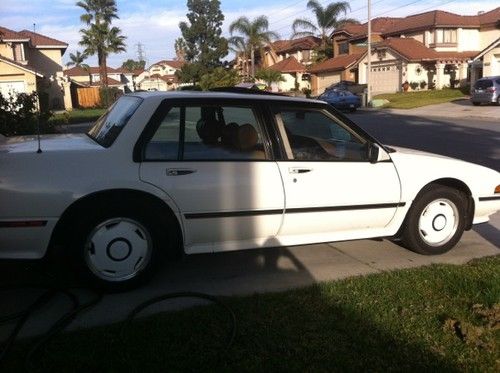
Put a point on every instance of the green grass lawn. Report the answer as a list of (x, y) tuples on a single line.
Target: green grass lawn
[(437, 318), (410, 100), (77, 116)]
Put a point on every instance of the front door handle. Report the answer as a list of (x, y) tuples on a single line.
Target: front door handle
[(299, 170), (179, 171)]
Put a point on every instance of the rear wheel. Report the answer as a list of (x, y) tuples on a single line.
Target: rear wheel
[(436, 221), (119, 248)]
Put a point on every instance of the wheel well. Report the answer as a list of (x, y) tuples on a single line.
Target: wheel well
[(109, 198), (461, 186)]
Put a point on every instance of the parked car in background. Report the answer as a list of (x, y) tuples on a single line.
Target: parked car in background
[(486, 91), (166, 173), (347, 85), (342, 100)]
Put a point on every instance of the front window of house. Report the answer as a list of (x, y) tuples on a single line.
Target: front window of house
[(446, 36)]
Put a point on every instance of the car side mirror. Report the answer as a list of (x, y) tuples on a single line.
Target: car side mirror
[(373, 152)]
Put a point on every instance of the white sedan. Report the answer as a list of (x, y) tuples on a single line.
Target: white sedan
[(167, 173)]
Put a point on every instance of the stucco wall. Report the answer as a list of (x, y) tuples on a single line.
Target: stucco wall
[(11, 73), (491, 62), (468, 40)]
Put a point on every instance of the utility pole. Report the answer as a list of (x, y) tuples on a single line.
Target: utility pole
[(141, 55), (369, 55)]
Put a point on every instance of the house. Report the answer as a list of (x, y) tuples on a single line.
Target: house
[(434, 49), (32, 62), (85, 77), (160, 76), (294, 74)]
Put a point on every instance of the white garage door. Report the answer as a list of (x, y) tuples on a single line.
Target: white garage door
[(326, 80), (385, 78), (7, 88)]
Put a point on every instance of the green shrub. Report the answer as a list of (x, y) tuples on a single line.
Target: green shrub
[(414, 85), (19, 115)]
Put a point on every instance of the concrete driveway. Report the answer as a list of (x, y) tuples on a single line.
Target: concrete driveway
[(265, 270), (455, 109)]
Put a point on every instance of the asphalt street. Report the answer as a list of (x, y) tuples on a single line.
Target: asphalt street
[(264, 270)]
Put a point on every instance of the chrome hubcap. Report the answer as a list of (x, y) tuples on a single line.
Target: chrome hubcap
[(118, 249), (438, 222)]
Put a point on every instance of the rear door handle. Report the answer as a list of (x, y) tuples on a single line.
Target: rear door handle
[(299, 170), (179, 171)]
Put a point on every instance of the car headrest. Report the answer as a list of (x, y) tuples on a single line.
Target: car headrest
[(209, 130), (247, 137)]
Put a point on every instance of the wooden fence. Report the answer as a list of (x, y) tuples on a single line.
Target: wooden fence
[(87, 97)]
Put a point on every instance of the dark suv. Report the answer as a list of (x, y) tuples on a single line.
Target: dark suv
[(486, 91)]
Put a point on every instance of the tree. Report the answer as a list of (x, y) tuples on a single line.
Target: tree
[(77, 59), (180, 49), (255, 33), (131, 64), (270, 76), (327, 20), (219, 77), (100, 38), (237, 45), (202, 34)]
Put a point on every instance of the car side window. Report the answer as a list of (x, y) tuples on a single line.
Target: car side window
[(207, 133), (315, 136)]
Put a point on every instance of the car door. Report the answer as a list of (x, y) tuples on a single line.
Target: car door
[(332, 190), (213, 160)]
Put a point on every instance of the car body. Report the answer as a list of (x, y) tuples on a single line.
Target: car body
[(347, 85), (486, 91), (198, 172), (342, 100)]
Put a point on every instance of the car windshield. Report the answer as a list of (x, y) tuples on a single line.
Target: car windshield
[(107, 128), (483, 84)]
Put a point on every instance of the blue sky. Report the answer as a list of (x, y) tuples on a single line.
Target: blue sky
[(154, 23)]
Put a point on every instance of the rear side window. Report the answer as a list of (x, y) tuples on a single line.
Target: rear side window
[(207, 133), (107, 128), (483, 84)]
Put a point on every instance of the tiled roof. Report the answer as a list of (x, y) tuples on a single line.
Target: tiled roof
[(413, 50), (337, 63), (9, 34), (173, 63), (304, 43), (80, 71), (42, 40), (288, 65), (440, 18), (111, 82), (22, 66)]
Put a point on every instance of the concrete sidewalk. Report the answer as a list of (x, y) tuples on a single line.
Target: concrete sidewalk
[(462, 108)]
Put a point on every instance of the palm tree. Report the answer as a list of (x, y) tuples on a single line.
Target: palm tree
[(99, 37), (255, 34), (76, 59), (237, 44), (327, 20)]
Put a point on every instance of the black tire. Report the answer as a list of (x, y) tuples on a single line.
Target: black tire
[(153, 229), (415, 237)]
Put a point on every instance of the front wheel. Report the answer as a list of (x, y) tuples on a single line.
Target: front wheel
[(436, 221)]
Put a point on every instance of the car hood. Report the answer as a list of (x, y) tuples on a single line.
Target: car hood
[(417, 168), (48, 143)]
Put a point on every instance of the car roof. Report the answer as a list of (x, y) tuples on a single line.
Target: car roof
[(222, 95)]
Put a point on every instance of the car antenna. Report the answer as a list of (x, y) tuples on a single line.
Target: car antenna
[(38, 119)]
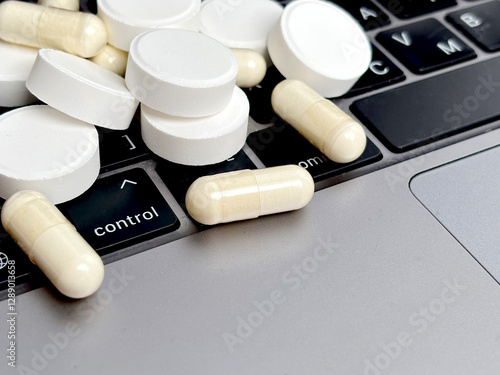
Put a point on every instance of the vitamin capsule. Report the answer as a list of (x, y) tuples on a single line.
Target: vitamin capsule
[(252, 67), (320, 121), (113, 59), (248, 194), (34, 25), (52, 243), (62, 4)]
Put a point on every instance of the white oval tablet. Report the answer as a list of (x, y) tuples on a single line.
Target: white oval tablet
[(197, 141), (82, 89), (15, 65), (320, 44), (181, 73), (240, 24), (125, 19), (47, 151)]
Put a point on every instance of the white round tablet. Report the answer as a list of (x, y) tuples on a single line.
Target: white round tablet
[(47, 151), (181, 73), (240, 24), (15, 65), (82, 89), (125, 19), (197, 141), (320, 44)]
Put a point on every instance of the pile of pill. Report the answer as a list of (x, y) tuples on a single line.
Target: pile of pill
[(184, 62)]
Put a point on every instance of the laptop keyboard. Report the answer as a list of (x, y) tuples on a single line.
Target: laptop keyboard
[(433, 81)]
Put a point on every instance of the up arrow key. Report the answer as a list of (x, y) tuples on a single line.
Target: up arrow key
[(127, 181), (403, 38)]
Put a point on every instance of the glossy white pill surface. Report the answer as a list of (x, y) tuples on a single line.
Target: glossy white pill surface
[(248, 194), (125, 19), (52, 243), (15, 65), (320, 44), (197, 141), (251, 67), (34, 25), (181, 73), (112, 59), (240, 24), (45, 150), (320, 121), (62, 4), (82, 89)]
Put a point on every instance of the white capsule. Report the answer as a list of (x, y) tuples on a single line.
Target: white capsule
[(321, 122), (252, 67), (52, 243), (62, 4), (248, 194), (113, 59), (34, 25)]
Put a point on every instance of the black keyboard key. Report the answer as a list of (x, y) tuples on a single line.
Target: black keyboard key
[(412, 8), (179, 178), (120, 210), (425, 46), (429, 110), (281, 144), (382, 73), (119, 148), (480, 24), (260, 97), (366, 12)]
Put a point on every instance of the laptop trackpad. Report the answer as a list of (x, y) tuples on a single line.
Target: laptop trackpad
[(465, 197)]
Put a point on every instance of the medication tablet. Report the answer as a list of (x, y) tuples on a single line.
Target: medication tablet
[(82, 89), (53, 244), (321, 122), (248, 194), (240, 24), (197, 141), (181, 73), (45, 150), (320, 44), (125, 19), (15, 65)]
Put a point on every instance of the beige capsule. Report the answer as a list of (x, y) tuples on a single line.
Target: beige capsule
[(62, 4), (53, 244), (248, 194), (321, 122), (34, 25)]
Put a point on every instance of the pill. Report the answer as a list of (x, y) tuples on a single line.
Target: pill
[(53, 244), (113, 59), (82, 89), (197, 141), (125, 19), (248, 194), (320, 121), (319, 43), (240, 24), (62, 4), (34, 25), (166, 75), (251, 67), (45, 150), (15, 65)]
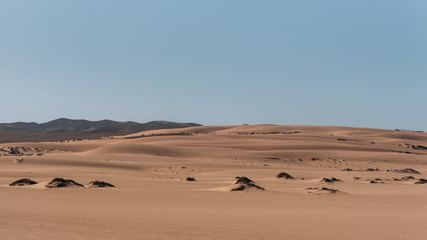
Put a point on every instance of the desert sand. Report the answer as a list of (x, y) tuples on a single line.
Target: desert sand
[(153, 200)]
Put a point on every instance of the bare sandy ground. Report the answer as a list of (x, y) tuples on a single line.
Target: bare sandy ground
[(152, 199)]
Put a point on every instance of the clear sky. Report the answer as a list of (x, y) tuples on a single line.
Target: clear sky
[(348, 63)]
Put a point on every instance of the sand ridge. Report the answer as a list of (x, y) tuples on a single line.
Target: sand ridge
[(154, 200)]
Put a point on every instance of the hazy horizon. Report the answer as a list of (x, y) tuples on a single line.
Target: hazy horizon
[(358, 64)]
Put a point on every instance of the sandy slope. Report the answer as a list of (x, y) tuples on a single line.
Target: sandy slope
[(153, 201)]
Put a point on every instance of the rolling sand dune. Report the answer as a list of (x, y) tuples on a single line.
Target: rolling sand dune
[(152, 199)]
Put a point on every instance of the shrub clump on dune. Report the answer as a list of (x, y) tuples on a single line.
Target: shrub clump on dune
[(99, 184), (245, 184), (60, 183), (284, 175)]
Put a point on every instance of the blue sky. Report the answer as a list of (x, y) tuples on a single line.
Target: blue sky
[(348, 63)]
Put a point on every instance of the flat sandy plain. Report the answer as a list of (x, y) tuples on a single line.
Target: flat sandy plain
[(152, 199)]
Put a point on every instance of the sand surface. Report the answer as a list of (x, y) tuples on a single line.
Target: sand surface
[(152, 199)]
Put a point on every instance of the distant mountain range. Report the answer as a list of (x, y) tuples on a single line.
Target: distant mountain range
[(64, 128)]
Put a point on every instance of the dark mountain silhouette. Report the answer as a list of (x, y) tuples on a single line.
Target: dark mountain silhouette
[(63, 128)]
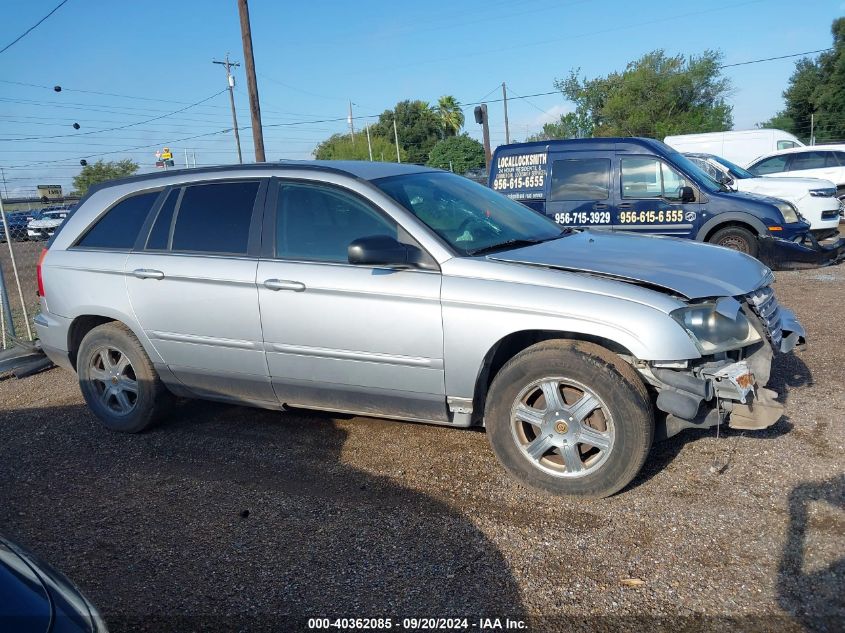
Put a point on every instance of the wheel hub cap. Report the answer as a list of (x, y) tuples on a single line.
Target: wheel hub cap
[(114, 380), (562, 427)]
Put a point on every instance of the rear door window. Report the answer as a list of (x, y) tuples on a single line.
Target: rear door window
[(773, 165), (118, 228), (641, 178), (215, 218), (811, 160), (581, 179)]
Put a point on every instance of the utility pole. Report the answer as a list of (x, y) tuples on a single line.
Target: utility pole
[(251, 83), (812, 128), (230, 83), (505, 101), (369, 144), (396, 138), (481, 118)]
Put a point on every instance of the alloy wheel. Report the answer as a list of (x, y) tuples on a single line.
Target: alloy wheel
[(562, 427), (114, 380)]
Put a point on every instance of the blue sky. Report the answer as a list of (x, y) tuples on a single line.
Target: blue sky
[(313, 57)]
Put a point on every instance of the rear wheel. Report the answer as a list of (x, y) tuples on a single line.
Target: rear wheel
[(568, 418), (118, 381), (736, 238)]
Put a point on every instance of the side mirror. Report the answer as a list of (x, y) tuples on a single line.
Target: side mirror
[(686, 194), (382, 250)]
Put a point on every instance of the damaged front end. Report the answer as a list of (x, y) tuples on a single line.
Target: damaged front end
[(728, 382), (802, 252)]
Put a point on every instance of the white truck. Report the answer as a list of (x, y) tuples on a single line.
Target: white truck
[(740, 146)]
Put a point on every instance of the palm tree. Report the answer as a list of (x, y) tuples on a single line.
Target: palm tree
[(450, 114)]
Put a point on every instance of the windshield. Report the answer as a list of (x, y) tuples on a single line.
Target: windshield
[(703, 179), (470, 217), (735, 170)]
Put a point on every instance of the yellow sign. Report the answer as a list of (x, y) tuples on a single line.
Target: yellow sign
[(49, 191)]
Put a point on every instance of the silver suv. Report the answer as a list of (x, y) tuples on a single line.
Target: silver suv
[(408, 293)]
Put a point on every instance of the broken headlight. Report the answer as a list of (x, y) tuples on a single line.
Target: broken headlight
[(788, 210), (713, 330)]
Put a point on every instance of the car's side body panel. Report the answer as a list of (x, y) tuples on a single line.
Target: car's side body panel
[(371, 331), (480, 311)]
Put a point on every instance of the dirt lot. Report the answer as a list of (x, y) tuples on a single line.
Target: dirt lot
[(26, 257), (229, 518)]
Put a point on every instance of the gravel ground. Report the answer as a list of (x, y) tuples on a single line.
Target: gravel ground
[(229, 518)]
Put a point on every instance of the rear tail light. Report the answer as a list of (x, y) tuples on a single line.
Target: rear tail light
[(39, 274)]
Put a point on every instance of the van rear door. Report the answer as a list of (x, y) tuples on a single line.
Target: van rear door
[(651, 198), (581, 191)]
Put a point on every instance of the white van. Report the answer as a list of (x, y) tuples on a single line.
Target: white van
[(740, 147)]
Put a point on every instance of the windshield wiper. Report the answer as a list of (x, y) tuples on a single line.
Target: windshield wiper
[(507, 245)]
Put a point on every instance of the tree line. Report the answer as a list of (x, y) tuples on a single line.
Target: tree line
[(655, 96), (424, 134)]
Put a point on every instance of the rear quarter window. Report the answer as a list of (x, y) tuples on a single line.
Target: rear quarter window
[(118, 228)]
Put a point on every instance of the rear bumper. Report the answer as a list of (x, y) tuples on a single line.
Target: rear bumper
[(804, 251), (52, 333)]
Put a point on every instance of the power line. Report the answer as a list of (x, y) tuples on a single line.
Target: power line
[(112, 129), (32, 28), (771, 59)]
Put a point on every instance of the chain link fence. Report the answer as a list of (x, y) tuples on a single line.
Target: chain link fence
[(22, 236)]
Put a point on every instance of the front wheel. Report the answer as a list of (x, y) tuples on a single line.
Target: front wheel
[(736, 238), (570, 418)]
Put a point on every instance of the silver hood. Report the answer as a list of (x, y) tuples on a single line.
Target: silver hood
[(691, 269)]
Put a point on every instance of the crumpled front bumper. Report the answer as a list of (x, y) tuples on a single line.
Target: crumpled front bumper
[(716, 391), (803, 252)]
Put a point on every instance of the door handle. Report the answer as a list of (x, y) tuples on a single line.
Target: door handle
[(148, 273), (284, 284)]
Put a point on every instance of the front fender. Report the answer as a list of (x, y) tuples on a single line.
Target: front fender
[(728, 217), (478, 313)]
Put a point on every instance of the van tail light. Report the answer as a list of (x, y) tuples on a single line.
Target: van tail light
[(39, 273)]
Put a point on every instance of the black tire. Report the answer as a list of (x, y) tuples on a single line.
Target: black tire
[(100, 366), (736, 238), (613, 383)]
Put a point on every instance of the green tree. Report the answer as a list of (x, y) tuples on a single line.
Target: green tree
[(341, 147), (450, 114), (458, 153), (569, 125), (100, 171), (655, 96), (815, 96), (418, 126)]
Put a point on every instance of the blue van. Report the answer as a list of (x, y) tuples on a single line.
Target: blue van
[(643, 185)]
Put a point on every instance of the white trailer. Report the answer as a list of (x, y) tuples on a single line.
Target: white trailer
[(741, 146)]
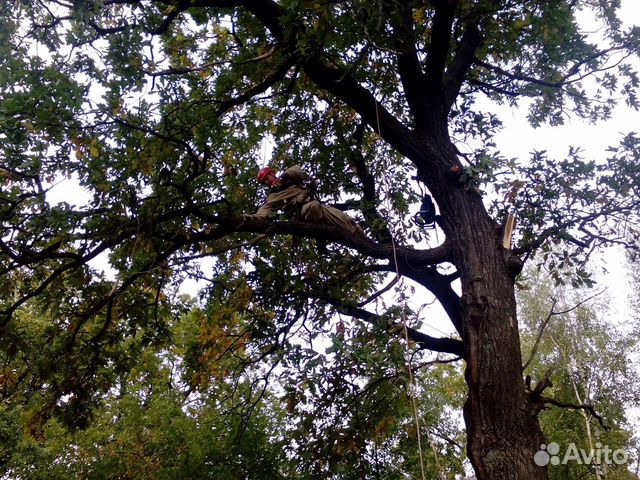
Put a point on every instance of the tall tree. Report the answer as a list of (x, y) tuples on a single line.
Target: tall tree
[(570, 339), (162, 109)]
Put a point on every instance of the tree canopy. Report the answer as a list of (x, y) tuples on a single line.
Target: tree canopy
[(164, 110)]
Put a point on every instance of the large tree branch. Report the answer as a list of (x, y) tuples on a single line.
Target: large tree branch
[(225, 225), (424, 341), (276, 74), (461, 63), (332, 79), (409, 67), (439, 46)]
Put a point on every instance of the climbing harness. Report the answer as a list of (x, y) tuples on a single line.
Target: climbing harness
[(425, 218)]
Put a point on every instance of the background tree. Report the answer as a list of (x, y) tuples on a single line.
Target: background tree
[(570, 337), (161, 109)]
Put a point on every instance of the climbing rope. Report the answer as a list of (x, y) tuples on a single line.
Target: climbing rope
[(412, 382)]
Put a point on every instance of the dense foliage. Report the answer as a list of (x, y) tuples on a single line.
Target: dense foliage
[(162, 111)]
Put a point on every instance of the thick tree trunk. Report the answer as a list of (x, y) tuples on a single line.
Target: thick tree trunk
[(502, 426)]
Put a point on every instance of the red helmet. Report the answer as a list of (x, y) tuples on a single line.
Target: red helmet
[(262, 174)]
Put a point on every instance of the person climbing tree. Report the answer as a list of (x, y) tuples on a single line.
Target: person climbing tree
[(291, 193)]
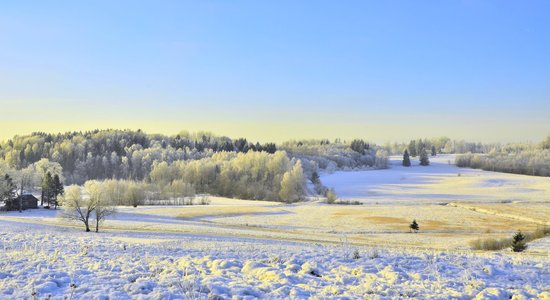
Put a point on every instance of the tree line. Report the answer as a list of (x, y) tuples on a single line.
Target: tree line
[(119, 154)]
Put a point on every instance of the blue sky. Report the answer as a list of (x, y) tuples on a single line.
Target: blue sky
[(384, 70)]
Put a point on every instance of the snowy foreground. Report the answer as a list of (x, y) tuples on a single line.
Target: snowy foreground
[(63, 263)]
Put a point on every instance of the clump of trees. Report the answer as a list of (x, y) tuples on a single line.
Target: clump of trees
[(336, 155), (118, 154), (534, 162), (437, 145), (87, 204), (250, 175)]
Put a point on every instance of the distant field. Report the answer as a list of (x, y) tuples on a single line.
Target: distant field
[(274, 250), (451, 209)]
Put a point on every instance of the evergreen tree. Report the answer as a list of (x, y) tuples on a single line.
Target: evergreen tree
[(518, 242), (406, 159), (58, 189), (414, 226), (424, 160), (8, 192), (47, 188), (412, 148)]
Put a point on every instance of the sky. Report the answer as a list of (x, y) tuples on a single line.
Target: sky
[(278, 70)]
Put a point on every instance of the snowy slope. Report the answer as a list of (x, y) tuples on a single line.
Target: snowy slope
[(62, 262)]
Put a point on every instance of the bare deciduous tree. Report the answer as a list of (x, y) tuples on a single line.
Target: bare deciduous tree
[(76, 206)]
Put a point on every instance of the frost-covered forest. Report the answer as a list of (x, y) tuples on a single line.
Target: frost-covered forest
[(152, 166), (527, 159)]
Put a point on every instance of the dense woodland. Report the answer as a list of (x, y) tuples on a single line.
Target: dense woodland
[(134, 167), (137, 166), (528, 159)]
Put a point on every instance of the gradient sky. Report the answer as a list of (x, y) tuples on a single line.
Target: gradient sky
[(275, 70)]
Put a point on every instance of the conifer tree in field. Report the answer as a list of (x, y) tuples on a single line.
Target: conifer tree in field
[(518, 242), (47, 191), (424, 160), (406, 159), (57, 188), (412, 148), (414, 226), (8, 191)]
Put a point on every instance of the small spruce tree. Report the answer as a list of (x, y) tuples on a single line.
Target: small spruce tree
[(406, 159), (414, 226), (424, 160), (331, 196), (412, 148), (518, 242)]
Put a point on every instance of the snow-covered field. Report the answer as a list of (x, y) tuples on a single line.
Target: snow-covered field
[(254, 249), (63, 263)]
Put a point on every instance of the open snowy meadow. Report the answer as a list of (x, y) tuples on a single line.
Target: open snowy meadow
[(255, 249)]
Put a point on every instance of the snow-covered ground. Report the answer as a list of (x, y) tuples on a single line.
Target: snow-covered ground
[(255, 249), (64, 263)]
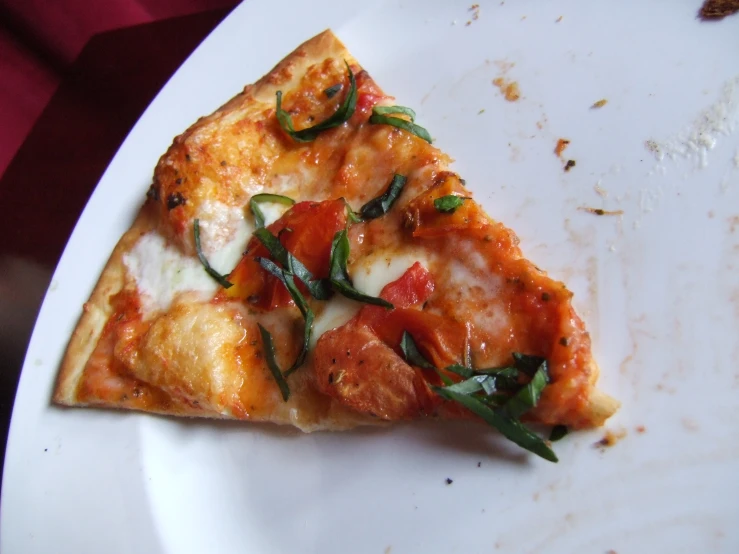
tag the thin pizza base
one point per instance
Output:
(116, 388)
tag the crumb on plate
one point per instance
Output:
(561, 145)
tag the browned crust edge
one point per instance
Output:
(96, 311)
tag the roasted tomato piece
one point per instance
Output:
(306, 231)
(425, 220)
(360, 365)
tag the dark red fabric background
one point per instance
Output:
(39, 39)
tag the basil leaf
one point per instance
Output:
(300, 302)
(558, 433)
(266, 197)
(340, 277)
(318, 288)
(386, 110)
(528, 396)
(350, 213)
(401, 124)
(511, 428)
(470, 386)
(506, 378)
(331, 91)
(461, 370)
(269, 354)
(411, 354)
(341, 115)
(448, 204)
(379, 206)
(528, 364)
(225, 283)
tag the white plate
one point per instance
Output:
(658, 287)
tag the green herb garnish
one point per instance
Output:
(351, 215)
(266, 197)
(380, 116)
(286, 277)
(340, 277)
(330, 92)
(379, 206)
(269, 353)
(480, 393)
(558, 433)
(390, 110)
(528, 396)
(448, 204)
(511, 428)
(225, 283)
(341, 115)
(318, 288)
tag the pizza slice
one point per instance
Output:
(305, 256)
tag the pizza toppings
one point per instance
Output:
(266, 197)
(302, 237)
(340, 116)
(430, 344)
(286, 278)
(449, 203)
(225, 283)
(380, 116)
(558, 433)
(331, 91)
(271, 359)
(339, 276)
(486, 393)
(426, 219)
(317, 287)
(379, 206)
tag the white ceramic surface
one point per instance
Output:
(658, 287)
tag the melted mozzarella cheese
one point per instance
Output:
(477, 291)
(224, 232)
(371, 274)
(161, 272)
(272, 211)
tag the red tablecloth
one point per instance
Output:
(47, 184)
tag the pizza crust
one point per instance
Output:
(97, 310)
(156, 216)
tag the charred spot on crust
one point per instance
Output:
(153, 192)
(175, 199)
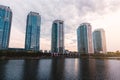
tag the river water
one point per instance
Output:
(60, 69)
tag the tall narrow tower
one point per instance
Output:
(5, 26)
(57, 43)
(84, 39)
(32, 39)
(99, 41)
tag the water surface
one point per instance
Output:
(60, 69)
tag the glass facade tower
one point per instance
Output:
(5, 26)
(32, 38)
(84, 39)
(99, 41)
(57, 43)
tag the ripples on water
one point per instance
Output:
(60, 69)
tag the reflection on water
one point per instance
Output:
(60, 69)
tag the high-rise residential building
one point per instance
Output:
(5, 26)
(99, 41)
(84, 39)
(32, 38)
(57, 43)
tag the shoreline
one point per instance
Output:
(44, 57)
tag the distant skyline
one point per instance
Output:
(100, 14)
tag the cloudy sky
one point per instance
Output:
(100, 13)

------------------------------------------------------------

▸ **DIRECTIVE**: Reproduce the records word for word, from their beginning through the line containing "[(109, 198), (461, 186)]". Omit the pictures.

▸ **SOLUTION TO THIS TASK**:
Put a point on every instance of the green grass lawn. Report the answer as a list of (x, y) tuples on a single line.
Target: green grass lawn
[(437, 318), (410, 100), (77, 116)]
Put a point on every instance of the front door handle. Report the answer as a list of (x, y) tuples on a single line.
Target: front door handle
[(299, 170), (179, 171)]
Put a point on every instance of the rear wheel. Report the answer as a list of (x, y) tuples on a single line.
Target: rear wheel
[(436, 221), (119, 248)]
Put a point on every instance of the wheel well. Report the answer as a list of (x, y) tuples on a single line.
Target: wheel well
[(109, 198), (461, 186)]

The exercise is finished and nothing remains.